**Trecho citado:**

····················

Venho fingindo um recomeço eterno há muito tempo. De tanto treino pareço até saber o que é começar de novo, mas como dizem lá em casa, ensaio é bom, mas a mágica só acontece diante do público.
Deixa eu beber essas palavras, ler mais uma vez as tuas dores e descobrir o que falta no meu enredo pra que vire verdade. Estou cansada de sonhar que amo, preferia viver a certeza de um fim, só pra poder de uma vez por todas recomeçar.

Saudade de conhecer

Fiquei calada um tempão e as duas "vozes tecladas", as mais importantes pra mim, aceitaram meu silêncio. Não sei se por respeito ao meu sumiço ou pela correria da vida, não te ouvi mais.
Hoje voltei aqui pra te lembrar que te gosto muito e acabei e me deparando com promessas de parceira com a Cigarra! Lindo de pensar é a verdade.

····················

**Dados fornecidos:**
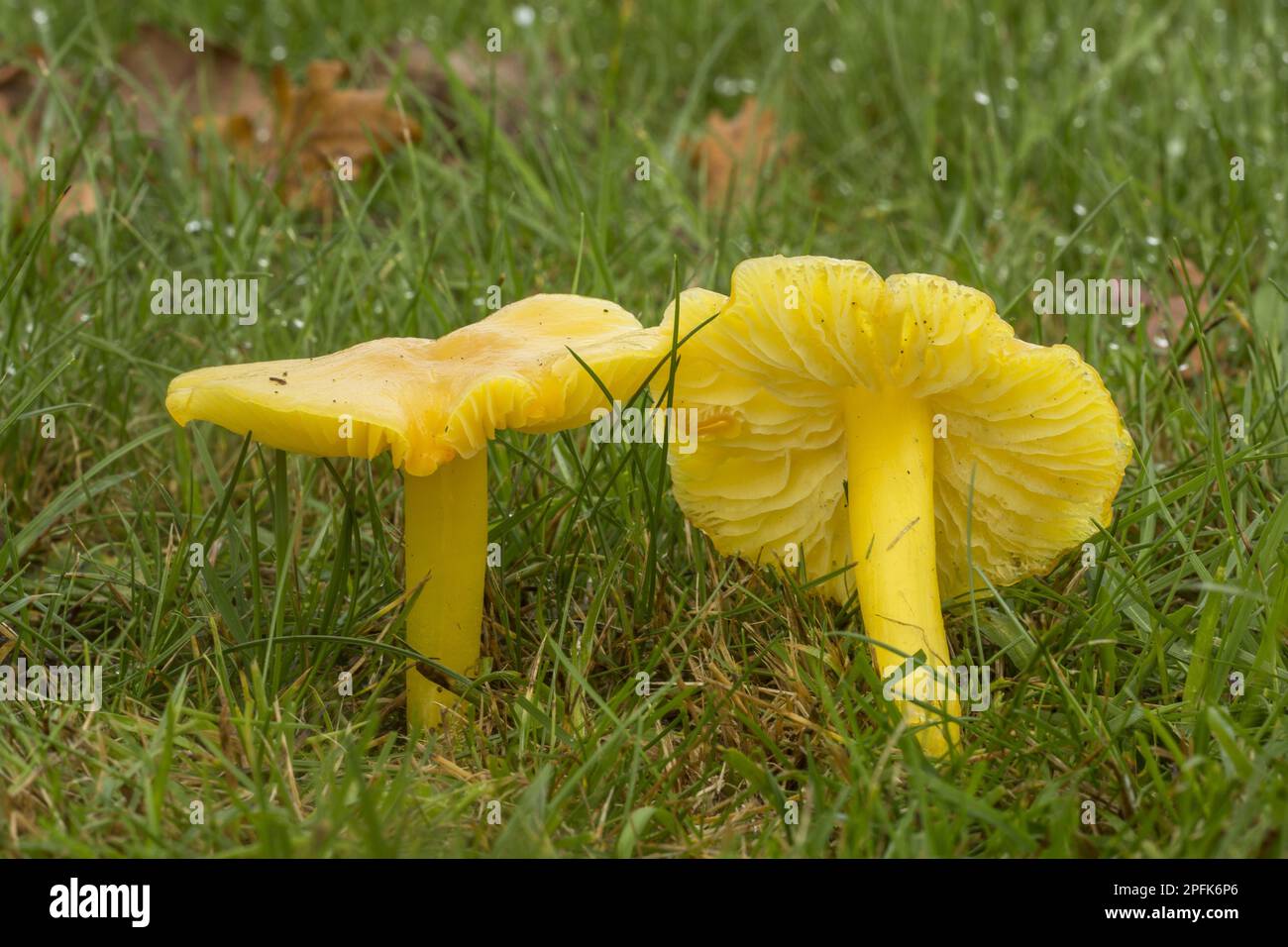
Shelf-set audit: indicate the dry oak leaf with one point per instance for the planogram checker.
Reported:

····················

**Instruções da tarefa:** Reescreva o trecho citado entre "Venho fingindo um" e "por todas recomeçar.", inclusive, substituindo "enredo" por "roteiro".

**Solução do problema:**
Venho fingindo um recomeço eterno há muito tempo. De tanto treino pareço até saber o que é começar de novo, mas como dizem lá em casa, ensaio é bom, mas a mágica só acontece diante do público.
Deixa eu beber essas palavras, ler mais uma vez as tuas dores e descobrir o que falta no meu roteiro pra que vire verdade. Estou cansada de sonhar que amo, preferia viver a certeza de um fim, só pra poder de uma vez por todas recomeçar.